Supplied material:
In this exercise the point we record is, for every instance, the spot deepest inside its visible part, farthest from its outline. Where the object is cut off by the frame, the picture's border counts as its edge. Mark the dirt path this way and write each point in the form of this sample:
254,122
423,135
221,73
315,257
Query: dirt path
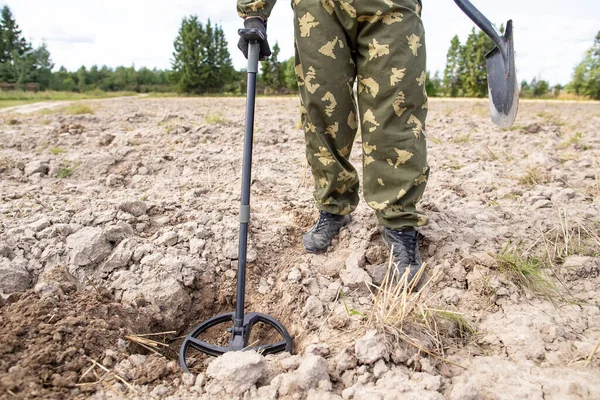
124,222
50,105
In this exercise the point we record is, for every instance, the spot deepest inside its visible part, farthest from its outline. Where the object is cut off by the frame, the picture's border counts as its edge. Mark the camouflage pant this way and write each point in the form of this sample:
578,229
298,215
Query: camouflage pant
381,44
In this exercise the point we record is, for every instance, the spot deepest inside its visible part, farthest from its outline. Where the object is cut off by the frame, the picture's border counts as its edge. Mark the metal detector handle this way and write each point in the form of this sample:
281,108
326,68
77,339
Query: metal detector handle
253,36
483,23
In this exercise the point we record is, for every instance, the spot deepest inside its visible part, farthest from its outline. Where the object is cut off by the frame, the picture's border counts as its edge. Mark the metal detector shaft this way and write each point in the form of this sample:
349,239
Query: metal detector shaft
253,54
==
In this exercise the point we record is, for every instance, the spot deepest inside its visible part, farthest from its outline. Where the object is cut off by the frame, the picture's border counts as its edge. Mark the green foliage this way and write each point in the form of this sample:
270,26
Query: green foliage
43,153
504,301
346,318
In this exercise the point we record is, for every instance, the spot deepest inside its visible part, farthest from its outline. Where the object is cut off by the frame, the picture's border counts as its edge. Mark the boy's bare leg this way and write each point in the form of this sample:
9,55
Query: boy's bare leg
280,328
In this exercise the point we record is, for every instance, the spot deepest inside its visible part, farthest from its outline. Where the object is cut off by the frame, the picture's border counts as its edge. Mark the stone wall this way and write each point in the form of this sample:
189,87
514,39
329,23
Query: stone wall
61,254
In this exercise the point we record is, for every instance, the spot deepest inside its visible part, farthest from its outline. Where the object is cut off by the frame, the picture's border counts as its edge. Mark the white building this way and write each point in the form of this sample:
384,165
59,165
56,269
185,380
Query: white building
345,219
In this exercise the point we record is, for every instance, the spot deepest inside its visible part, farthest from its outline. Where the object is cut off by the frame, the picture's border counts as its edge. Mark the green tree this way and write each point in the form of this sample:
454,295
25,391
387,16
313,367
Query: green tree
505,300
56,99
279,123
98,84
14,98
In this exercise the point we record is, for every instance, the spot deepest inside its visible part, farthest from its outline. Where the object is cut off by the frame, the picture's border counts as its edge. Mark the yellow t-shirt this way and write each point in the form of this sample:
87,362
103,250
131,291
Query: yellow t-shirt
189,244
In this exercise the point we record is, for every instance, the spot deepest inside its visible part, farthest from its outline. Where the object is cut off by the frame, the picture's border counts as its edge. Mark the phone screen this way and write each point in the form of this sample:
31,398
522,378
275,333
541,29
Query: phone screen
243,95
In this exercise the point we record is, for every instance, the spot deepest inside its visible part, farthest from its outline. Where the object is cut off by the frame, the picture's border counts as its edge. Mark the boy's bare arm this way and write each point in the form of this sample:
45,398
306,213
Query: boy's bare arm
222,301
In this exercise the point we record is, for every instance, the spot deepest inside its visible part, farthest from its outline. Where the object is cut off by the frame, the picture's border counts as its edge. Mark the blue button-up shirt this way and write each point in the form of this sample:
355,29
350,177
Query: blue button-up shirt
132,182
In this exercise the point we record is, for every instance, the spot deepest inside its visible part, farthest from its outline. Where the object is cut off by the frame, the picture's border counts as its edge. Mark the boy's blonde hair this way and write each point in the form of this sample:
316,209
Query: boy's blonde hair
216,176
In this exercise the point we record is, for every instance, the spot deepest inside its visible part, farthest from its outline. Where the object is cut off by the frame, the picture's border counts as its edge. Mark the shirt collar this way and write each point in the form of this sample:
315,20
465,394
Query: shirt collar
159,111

Requirements:
Pull out every row above that contains the string "handle". Case counts, so leave out any row where it appears only with different capitalization.

Output for this exercise:
In this exercise the point we record is, for every instance, the spot deepest inside its visible part, farthest from its outline. Where the object is cut off by the frame, the picture's border counts as its edge. Mark the metal detector handle this way and write each point in the form of this sample:
Query: metal detector handle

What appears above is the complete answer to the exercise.